Saved data entries:
|---|

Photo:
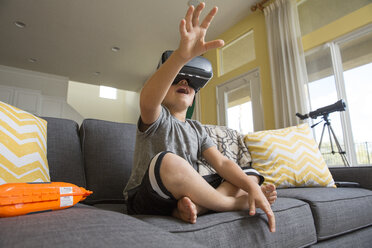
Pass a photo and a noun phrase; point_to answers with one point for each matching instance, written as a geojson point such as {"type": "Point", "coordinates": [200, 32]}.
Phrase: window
{"type": "Point", "coordinates": [239, 103]}
{"type": "Point", "coordinates": [237, 53]}
{"type": "Point", "coordinates": [341, 69]}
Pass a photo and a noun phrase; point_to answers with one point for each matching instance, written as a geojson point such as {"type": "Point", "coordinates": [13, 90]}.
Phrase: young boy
{"type": "Point", "coordinates": [164, 179]}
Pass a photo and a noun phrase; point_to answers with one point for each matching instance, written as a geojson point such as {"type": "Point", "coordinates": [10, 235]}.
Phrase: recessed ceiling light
{"type": "Point", "coordinates": [20, 24]}
{"type": "Point", "coordinates": [193, 2]}
{"type": "Point", "coordinates": [115, 49]}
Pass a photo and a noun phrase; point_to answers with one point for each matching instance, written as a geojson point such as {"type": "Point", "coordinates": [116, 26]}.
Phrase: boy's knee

|---|

No picture belongs in the answer; the rest of the records must be repeated exactly.

Photo:
Pass a photo and a noun phrase; point_to answers with one point for each matching instance, written as a geojson point such as {"type": "Point", "coordinates": [200, 32]}.
Phrase: window
{"type": "Point", "coordinates": [239, 103]}
{"type": "Point", "coordinates": [237, 53]}
{"type": "Point", "coordinates": [341, 69]}
Pass a photo and a noun phrase; point_to answers with one point for each matching instance, written as a geojson point such as {"type": "Point", "coordinates": [13, 90]}.
Phrase: young boy
{"type": "Point", "coordinates": [164, 179]}
Pass a photo and a noun phrase; point_to answers with one point for each matching instance, written as a geojson point such as {"type": "Point", "coordinates": [10, 235]}.
Phrase: recessed ceiling light
{"type": "Point", "coordinates": [20, 24]}
{"type": "Point", "coordinates": [193, 2]}
{"type": "Point", "coordinates": [115, 49]}
Pass a photo and a noun phrase; point_to answers with one point for each matching instance, written as a geojson point such as {"type": "Point", "coordinates": [116, 26]}.
Phrase: boy's knee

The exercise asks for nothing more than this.